[Image-grounded pointing data]
============================================================

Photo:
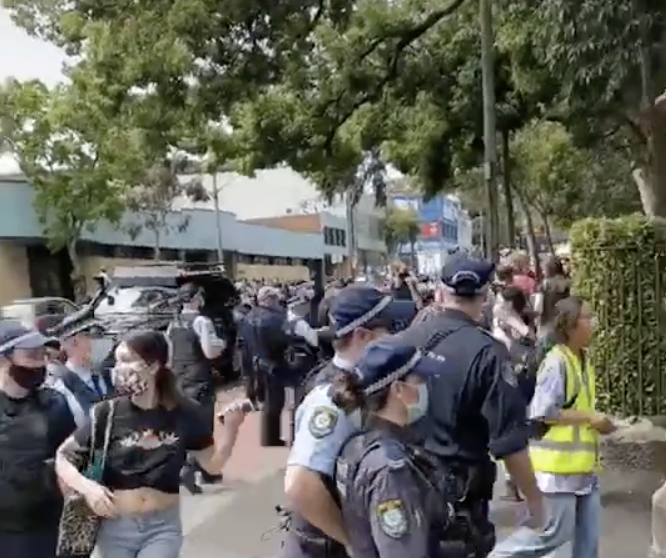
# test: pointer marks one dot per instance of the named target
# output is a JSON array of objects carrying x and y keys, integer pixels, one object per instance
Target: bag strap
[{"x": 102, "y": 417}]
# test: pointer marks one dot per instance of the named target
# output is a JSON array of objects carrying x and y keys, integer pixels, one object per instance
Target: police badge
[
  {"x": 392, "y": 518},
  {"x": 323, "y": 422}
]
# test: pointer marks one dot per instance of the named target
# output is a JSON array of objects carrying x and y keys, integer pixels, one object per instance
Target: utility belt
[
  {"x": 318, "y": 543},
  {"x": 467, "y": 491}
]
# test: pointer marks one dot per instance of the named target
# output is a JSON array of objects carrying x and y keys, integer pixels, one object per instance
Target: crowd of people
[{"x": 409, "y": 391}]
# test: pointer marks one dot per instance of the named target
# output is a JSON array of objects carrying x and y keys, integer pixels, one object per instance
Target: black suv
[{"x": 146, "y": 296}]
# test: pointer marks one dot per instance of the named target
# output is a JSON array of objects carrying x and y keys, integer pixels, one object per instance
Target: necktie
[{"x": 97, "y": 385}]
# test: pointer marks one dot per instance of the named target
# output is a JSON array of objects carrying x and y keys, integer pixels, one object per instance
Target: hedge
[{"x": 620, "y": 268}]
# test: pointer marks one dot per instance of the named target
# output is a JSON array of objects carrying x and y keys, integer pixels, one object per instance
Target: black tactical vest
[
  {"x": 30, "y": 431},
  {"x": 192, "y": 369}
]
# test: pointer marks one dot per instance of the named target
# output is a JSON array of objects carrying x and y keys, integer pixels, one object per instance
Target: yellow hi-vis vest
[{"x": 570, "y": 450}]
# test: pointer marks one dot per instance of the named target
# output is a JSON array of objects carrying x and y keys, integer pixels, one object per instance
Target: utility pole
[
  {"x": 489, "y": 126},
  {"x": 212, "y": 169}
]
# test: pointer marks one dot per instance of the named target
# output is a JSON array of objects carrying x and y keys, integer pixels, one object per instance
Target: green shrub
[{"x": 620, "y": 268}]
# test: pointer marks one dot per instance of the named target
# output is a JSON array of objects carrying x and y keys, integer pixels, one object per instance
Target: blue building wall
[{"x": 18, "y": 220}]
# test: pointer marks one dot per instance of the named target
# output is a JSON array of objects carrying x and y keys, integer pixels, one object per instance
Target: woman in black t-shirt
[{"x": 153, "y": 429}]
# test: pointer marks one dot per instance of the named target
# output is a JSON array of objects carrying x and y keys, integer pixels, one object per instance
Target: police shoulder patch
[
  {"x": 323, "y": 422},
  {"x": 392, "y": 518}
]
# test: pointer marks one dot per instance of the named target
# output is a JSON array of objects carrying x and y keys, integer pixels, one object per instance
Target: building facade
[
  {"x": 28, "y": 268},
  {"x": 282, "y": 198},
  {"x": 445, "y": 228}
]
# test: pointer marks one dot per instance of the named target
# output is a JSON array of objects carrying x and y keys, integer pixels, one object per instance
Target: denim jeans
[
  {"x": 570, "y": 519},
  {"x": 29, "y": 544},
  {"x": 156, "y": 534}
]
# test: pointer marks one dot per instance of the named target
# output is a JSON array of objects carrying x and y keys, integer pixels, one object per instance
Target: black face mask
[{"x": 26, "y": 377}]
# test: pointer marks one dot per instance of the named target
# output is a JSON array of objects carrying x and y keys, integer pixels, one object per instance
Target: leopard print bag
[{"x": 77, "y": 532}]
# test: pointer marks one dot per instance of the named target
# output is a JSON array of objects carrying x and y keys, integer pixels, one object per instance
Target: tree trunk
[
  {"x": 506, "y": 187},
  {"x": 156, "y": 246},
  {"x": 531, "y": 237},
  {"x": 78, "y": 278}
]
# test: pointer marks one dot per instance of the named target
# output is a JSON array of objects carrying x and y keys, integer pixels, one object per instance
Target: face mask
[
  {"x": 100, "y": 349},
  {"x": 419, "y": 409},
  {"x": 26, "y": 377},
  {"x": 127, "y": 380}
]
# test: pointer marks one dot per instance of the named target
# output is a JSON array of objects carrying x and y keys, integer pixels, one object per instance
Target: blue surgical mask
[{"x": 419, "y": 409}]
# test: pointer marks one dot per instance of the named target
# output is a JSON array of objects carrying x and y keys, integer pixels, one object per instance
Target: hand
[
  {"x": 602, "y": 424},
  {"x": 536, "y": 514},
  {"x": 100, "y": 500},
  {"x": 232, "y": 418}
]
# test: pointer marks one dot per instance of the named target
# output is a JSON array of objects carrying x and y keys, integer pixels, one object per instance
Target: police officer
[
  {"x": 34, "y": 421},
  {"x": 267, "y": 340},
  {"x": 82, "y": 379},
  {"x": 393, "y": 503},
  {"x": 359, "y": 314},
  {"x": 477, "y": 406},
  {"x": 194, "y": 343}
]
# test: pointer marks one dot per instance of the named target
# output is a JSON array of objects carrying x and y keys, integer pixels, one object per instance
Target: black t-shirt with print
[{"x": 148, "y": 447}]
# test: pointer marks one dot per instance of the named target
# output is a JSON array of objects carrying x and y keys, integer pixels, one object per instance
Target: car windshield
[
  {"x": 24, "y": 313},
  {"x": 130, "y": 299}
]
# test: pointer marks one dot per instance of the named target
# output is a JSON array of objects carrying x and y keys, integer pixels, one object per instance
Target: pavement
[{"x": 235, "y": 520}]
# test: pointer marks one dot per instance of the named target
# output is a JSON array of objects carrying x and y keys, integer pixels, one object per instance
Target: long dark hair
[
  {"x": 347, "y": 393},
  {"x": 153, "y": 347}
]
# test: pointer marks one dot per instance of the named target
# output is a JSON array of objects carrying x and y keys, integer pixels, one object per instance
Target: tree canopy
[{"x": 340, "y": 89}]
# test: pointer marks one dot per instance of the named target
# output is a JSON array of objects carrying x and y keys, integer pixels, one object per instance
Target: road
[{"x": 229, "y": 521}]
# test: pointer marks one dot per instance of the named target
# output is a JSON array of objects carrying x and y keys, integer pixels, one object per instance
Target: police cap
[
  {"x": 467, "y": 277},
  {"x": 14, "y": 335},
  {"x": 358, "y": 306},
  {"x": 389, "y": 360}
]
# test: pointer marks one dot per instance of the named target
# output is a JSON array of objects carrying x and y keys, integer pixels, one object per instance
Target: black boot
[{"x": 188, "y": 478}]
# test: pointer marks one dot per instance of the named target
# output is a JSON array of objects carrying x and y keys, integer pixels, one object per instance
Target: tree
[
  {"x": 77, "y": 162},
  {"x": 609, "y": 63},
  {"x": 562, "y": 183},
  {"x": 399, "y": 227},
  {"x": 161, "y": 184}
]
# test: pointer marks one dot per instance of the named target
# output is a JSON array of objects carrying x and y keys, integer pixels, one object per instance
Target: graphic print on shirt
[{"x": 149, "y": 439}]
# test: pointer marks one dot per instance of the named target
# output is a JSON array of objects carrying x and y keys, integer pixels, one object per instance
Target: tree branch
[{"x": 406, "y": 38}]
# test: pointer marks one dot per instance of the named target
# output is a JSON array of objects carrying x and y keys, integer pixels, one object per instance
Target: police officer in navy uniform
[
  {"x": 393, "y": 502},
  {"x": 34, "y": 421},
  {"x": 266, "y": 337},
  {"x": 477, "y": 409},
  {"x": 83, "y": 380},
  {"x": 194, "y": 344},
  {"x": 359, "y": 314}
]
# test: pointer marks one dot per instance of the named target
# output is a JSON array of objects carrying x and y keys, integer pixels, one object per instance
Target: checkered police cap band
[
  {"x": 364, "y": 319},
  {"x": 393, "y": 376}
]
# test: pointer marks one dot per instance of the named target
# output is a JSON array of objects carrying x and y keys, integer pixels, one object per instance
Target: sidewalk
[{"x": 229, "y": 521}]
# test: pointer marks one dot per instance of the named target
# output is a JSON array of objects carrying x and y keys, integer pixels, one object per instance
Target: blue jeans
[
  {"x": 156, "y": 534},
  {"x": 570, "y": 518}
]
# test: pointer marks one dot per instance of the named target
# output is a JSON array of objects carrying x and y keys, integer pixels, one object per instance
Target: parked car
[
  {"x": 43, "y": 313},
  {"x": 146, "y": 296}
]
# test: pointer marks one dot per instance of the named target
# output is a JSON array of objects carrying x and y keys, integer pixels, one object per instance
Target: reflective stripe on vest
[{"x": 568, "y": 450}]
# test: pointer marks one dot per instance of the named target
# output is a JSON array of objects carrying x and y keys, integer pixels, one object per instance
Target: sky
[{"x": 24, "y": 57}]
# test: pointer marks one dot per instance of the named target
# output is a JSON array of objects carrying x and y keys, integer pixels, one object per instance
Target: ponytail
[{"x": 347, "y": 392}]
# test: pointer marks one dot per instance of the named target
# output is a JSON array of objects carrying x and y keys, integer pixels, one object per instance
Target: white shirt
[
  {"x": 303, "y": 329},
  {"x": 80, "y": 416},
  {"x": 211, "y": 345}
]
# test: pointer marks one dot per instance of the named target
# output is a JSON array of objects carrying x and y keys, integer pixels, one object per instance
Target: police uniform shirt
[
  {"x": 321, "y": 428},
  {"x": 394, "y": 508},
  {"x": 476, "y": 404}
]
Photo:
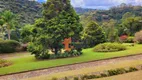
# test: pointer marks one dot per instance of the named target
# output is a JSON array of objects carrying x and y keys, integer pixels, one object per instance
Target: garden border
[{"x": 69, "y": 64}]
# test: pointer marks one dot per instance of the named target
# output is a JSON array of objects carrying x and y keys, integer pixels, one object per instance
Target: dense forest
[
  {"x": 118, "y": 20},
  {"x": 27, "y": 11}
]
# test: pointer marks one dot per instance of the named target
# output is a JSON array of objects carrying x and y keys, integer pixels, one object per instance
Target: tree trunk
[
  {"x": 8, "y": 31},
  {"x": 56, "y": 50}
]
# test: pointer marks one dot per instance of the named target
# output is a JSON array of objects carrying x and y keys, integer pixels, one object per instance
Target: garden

============================================================

**TRY IT:** What should appear is an exact copy of the lines from the one with "Target: dense forest" through the end of the entries above, ends included, and no other text.

**RESULT:**
Target: dense forest
[
  {"x": 118, "y": 20},
  {"x": 27, "y": 11}
]
# test: pointer marks one dot per instance of the named target
# output is a JSON array of objects carrying x and y keys, integer pixels, one object per instance
Target: tree trunk
[
  {"x": 8, "y": 31},
  {"x": 56, "y": 50}
]
# test: pointer marks one dot per instance of the named target
# output is a JSON array of objects carrying x and y keys, integer pixels, one object per instance
Target: garden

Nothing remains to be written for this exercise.